**To do:**
Give back all the data exactly, line by line.

>> BEGIN Material to process

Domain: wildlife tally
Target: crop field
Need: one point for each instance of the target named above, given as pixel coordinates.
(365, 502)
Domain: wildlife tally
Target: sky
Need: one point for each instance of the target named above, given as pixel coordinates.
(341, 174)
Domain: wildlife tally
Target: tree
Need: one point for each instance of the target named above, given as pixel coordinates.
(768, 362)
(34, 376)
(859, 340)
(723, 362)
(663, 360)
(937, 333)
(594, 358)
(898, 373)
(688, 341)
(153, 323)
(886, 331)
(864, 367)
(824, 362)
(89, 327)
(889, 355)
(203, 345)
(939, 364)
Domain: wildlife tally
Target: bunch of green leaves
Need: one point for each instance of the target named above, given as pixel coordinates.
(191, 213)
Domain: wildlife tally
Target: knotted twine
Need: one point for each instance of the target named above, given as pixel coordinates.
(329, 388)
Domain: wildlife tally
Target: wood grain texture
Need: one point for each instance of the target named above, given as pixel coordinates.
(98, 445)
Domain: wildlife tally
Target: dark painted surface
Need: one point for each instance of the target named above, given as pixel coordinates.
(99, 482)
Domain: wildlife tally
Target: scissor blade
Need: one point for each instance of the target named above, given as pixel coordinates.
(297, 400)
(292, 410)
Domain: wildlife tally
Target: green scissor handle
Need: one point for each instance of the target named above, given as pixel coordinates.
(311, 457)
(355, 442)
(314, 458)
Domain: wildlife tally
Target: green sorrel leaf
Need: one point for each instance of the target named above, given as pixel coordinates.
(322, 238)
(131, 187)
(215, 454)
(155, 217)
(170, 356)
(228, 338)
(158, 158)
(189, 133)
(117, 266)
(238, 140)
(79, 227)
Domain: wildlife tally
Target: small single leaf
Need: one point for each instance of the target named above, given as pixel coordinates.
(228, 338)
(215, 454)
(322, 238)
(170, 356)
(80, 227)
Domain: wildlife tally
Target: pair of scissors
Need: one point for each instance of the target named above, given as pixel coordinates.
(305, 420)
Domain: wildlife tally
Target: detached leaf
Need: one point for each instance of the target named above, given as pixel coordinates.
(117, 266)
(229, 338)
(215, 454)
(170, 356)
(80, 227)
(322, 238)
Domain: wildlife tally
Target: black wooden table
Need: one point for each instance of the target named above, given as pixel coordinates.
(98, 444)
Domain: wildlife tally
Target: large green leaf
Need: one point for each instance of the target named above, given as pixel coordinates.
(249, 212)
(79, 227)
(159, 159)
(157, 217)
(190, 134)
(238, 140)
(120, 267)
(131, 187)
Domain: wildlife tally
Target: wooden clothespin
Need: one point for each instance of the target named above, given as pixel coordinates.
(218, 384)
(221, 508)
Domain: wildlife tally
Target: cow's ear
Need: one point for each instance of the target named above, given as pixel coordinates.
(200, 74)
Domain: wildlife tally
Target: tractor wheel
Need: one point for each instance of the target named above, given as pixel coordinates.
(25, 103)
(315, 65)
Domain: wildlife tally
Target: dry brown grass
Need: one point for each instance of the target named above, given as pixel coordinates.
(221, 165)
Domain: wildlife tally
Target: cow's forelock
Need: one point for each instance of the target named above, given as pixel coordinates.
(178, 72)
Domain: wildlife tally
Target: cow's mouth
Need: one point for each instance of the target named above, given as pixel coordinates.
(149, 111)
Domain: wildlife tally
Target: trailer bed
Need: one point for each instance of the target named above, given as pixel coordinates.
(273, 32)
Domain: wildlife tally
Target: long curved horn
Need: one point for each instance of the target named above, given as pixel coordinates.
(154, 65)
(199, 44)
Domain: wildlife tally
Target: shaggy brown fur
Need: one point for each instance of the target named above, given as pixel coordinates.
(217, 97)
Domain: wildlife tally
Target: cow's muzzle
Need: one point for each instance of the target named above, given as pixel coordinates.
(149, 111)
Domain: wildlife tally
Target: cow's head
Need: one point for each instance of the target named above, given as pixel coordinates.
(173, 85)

>> END Material to process

**Finished answer:**
Domain: wildlife tally
Target: crop field
Need: one point for each instance of the target named above, given as pixel coordinates.
(365, 502)
Domain: wildlife tally
Target: sky
Need: one point for each instance of the target named above, given as pixel coordinates.
(341, 174)
Domain: wildlife tally
Target: tree
Need: one point for each instance of the target named above, given as pixel coordinates.
(768, 362)
(34, 376)
(859, 340)
(723, 362)
(663, 360)
(937, 333)
(594, 358)
(898, 373)
(688, 341)
(153, 323)
(886, 331)
(864, 367)
(824, 362)
(89, 327)
(889, 355)
(203, 345)
(939, 364)
Domain: wildlife tally
Target: bunch of green leaves
Need: one point for each instance of the target named above, given as pixel coordinates.
(191, 213)
Domain: wildlife tally
Target: knotted twine
Need: one point for each instance of the target named above, given as pixel coordinates.
(329, 388)
Domain: wildlife tally
Target: wood grain texture
Need: one point for each instance of the target named above, given as pixel coordinates.
(98, 445)
Domain: wildlife tally
Target: dark painted surface
Need: one point for each instance of the target named above, given as pixel coordinates.
(99, 482)
Domain: wildlife tally
Target: scissor blade
Need: one point for each instance of the target named above, given as pixel coordinates.
(297, 400)
(292, 410)
Domain: wildlife tally
Target: green scissor handle
Need: one point for each instance of the target named above, given as pixel coordinates.
(311, 457)
(355, 442)
(314, 458)
Domain: wildlife tally
Target: green sorrel leaf
Need: one point for each instance of the target named above, given as pixel coordinates.
(322, 238)
(131, 187)
(215, 454)
(155, 217)
(170, 356)
(228, 338)
(158, 158)
(189, 133)
(117, 266)
(238, 140)
(79, 227)
Domain: wildlife tally
Target: small single leaf
Need: one point for each instance of the target named above, given as pixel coordinates.
(228, 338)
(215, 454)
(322, 238)
(170, 356)
(80, 227)
Domain: wildlife tally
Target: pair of scissors
Need: one point for each instance of the target named above, given as pixel coordinates.
(305, 420)
Domain: wildlife tally
Target: detached leaf
Need: one point for each instance of the target named above, given as pixel coordinates.
(117, 266)
(229, 338)
(215, 454)
(170, 356)
(80, 227)
(322, 238)
Domain: wildlife tally
Target: black wooden table
Need: one point for each instance of the target named above, given as pixel coordinates.
(98, 444)
Domain: wildlife tally
Target: large green leaf
Need: one point for each instance of the target named above, given as pixel coordinates.
(249, 212)
(79, 227)
(159, 159)
(157, 217)
(190, 134)
(238, 140)
(120, 267)
(131, 187)
Domain: wildlife tally
Target: wooden clothespin
Need: one point for each instance of the target named above, given as pixel coordinates.
(218, 384)
(221, 508)
Domain: wildlife tally
Target: cow's ear
Need: one point for each instance of the target named above, given as pixel coordinates.
(200, 74)
Domain: wildlife tally
Target: tractor wheel
Need: one point for each instance of the target named above, given as pixel coordinates.
(25, 103)
(315, 65)
Domain: wildlife tally
Target: dry brown grass
Need: one point for each instance of the target named above, given as pixel coordinates.
(221, 165)
Domain: wildlife tally
Target: cow's forelock
Need: one point for each instance of the target named above, given as pixel coordinates.
(178, 72)
Domain: wildlife tally
Target: cow's mouth
Need: one point for each instance of the target named above, given as pixel coordinates.
(149, 111)
Domain: wildlife tally
Target: trailer bed
Need: one point for each instance of the target named above, given as pixel coordinates.
(273, 32)
Domain: wildlife tally
Target: long curved horn
Need: one point for each instance of the target named above, given as pixel coordinates.
(154, 65)
(199, 44)
Domain: wildlife tally
Target: shaggy brown fur
Need: one point for each instance of the target named above, given as pixel coordinates.
(217, 97)
Domain: wildlife tally
Target: cow's muzzle
Need: one point for each instance of the target named above, given as pixel coordinates.
(149, 111)
Domain: wildlife tally
Target: cow's head
Need: one point for each instance of the target named above, given as pixel coordinates.
(173, 85)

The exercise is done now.